• WHAT YOU ARE ASKED TO DO: Beginning with the first line below, please restate each line exactly, down to and including the line containing "box: [259, 1322, 1316, 1878]".

• SOURCE MATERIAL:
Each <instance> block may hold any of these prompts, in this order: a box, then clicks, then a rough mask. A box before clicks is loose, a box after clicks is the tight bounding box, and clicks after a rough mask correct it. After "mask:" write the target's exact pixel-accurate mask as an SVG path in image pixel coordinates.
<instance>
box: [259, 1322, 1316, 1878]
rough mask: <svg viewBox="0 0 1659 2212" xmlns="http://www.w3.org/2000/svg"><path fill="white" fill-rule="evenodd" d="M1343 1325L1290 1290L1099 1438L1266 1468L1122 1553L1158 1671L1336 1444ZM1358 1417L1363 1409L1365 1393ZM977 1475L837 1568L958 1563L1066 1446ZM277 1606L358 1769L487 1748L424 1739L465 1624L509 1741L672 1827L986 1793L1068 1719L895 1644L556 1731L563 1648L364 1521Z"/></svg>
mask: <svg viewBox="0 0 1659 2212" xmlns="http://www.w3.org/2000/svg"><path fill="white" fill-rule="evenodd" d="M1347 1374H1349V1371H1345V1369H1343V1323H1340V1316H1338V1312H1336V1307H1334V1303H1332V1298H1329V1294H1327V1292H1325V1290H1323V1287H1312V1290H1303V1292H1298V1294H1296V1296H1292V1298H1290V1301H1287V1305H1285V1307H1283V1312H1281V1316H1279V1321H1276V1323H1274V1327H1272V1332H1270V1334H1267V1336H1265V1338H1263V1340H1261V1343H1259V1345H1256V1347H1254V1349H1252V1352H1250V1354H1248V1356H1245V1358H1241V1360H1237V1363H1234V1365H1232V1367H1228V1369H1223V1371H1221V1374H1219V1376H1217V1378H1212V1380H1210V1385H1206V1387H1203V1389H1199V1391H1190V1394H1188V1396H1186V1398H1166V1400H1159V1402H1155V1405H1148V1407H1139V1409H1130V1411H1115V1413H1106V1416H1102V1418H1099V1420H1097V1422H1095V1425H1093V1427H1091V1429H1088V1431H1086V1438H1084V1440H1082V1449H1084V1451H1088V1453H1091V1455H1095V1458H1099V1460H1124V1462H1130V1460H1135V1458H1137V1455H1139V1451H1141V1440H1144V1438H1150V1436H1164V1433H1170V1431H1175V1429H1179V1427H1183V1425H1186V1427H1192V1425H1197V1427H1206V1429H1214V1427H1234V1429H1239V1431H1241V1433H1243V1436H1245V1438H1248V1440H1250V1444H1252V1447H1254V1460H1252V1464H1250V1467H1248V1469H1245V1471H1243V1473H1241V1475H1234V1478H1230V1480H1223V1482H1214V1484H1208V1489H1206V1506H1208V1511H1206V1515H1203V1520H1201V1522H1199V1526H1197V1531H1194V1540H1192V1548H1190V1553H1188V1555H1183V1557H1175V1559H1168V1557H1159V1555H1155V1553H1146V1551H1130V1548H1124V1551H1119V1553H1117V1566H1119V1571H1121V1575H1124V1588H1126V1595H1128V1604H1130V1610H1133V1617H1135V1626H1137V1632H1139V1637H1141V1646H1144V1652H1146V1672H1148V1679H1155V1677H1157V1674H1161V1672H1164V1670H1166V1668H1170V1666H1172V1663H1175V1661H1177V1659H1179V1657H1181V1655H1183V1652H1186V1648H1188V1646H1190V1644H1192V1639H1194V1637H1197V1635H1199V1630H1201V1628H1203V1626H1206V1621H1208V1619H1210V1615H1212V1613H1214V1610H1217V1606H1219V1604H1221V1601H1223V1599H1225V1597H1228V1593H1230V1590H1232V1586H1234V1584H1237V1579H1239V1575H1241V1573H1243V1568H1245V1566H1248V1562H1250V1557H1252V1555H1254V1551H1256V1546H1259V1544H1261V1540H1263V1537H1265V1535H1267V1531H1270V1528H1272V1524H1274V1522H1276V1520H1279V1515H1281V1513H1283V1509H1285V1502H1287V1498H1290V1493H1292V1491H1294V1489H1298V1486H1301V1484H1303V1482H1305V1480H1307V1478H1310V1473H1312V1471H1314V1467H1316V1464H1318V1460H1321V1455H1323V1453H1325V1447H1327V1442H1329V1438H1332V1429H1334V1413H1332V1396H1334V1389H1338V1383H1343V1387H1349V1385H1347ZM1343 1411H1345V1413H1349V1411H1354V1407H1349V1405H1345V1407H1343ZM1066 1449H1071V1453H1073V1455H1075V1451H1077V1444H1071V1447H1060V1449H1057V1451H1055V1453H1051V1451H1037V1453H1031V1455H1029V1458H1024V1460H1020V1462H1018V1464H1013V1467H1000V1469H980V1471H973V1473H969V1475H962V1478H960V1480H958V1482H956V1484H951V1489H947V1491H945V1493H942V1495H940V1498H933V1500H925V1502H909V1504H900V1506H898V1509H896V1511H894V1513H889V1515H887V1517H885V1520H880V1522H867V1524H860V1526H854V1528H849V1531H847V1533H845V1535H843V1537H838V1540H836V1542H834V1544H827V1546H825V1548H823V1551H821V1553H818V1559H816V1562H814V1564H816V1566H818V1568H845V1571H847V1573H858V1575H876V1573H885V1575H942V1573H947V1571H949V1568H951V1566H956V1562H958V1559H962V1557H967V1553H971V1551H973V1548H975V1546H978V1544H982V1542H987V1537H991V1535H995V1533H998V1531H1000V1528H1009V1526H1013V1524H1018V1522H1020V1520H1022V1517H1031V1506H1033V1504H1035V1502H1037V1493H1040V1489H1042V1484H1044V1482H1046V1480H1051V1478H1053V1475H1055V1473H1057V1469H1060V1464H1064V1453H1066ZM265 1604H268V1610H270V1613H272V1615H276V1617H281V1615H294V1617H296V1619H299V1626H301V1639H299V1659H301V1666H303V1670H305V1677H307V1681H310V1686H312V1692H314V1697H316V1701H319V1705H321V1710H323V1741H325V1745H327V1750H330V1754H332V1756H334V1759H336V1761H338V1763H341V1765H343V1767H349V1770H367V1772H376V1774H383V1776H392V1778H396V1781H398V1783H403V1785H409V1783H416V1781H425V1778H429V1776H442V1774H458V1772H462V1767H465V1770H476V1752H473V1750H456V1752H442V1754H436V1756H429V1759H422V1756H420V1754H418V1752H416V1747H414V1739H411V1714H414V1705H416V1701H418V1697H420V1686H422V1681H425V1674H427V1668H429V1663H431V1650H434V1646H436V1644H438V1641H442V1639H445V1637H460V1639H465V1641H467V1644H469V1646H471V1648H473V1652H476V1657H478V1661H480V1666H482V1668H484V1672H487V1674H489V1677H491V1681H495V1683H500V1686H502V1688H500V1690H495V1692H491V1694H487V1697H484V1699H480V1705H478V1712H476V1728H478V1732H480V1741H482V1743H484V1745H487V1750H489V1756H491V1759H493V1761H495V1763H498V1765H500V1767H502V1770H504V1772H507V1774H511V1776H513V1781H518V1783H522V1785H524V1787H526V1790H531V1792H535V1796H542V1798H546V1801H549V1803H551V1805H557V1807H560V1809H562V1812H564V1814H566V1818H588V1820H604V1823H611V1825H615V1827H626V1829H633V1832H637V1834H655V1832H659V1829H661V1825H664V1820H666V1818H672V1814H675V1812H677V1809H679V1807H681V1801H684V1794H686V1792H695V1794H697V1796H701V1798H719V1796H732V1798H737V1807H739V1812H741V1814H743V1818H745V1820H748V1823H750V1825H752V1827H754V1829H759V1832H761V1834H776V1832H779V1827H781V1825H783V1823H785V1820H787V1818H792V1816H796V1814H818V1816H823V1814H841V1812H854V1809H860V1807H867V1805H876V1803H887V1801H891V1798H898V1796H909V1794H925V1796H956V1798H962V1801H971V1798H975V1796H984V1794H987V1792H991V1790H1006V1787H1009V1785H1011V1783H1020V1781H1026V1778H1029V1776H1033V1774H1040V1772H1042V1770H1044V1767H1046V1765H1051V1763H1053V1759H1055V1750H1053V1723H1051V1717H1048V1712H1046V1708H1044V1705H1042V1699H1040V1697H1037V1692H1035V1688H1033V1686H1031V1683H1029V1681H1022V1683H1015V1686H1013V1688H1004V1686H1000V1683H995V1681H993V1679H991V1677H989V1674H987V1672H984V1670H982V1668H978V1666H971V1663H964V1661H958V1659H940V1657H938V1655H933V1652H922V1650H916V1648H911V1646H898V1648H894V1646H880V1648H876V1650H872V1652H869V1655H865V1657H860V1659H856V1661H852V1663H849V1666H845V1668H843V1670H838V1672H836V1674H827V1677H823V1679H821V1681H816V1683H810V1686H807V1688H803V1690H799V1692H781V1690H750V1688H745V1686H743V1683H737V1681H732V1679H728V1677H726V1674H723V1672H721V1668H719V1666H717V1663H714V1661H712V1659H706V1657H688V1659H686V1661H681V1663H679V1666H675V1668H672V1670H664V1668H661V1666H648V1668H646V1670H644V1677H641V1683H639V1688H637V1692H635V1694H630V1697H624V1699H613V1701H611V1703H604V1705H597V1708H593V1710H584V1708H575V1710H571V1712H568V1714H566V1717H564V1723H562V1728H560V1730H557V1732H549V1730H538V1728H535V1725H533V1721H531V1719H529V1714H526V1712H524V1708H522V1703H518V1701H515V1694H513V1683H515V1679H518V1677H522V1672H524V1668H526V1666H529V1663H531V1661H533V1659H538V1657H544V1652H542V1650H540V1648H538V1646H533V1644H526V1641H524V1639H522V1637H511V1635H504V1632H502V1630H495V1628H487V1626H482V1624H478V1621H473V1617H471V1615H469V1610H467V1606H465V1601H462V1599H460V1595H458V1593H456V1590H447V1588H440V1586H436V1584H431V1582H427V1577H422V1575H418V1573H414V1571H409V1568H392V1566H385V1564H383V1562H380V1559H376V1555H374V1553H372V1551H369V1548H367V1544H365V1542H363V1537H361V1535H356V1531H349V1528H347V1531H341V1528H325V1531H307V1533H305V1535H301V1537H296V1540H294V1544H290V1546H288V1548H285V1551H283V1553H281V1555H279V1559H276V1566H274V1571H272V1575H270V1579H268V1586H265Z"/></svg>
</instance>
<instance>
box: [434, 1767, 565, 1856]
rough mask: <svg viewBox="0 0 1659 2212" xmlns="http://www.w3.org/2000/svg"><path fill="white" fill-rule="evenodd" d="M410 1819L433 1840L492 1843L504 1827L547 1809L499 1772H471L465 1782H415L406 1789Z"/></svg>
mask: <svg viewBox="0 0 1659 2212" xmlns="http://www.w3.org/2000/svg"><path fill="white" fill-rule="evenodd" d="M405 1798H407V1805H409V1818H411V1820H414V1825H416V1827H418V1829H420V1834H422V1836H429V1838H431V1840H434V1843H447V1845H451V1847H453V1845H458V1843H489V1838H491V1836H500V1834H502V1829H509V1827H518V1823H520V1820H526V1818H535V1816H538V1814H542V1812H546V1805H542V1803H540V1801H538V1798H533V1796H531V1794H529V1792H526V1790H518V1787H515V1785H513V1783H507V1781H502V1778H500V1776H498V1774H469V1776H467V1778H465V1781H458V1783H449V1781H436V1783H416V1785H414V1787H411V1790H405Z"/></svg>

• SOLUTION FOR THIS TASK:
Each <instance> block may hold any of these prompts, in this order: a box, then clicks, then a rough mask. A box before clicks is loose, a box after clicks is the tight bounding box, and clicks after a rough mask correct it. After "mask:" write the target's exact pixel-accurate mask as an SVG path in image pixel coordinates.
<instance>
box: [259, 1322, 1316, 1878]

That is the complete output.